* **Passage shown**
= = =
Thursday, August 2, 2012

Post Civil War Horrors!

I'm currently writing a series called Escape to Paradise. It's the story of a group of disgruntled Southerners who left the South after losing the Civil War and headed toward greener pastures. (In my story, they sail for the lush jungles of Brazil!)  But what many people don't know is how bad things became for the South after their defeat. The North was angry and they wanted revenge for their lost loved ones, so they came down upon the south like a fierce judge's gavel.  Here are just a few facts I uncovered during my research.

Defeat covered the South with the gray pallor of hopelessness. Almost every family had lost at least one member or at the least had a family member disabled from the war.

Union troops tore up fences, drove cattle away, burned houses, confiscated lands, and stole food. The civilian population had nowhere to live and little food to eat. Many sought refuge under trees or in borrowed tents. Railroads were torn up, schools closed, banks insolvent, towns and cities reduced to rubble.
= = =
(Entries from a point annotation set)
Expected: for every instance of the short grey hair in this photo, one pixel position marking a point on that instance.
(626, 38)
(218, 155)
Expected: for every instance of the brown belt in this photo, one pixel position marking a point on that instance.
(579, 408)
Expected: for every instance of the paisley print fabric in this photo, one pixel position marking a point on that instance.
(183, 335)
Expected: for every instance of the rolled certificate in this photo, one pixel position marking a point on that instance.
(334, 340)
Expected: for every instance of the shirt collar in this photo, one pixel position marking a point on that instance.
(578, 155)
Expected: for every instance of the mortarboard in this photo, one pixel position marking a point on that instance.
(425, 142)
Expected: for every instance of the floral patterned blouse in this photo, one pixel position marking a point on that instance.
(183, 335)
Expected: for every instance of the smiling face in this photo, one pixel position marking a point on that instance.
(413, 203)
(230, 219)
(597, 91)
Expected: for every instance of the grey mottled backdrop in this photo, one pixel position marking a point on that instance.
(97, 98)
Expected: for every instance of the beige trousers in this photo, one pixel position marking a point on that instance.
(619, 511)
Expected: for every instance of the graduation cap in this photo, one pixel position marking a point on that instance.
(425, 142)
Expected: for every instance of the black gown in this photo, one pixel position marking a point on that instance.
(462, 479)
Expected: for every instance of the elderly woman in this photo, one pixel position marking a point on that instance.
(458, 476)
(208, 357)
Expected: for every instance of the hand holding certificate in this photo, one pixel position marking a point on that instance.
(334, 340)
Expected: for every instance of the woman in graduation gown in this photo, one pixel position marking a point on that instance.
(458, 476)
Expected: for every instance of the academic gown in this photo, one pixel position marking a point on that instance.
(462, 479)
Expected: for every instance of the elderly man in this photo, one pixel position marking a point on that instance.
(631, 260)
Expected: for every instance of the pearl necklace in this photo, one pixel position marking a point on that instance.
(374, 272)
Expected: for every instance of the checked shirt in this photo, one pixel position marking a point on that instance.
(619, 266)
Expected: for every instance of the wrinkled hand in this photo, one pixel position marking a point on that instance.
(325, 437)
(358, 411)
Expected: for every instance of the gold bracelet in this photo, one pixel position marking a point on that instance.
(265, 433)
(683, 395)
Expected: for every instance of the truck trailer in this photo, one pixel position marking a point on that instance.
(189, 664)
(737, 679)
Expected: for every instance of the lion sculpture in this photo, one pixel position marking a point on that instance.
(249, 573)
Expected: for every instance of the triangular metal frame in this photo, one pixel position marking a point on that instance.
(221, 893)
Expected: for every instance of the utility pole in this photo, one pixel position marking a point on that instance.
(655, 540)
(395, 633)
= = =
* **Prompt 1**
In the post on the postwar South, where do the characters of the author's series sail?
* **Prompt 2**
Decide whether each statement agrees with the post on the postwar South, answering yes or no and quoting the words from the post that settle it: (a) Nearly every Southern family lost a member or had one disabled by the war. (b) Union troops repaired the Southern railroads. (c) Southern banks stayed solvent after the defeat.
* **Prompt 3**
Write the next part of the post on the postwar South, starting after its final sentence.
The lines have nothing to do with this work.

* **Exercise result 1**
They sail for the lush jungles of Brazil.

* **Exercise result 2**
(a) Yes: "Almost every family had lost at least one member or at the least had a family member disabled from the war."
(b) No: "Railroads were torn up"
(c) No: "banks insolvent"

* **Exercise result 3**
Northern merchants and speculators moved in, taking jobs from southerners. Factories were desolate, merchant ships swept out to sea, livestock consumed, notes, bonds, mortgages, and Confederate currency became worthless. Bands of robbers swept the land. Violence and anarchy ruled.
Southerners could not transfer title or participate in some business activities until they received a pardon from the North. Neither could they hold state of federal office. Northern tax collectors descended to make south pay for the war. They bought land cheap for resale.

Congress declared 150,000 Confederate citizens guilty without trial and deprived them of rights of citizens.
Many confederate officers hanged and imprisoned, while notherners often called for the hanging of regular southern citizens whom they considered traitors Whole towns lay in ruins. 

The landscape “looked for many miles like a broad black streak of ruin and desolation, the fences all gone; lonesome smoke stacks, surrounded by dark heaps of ashes and cinders marking spots where human habitation had stood; the fields along the road wildly overgrown by weeds with here and there a sickly patch of cotton cultivated by Negro squatters.”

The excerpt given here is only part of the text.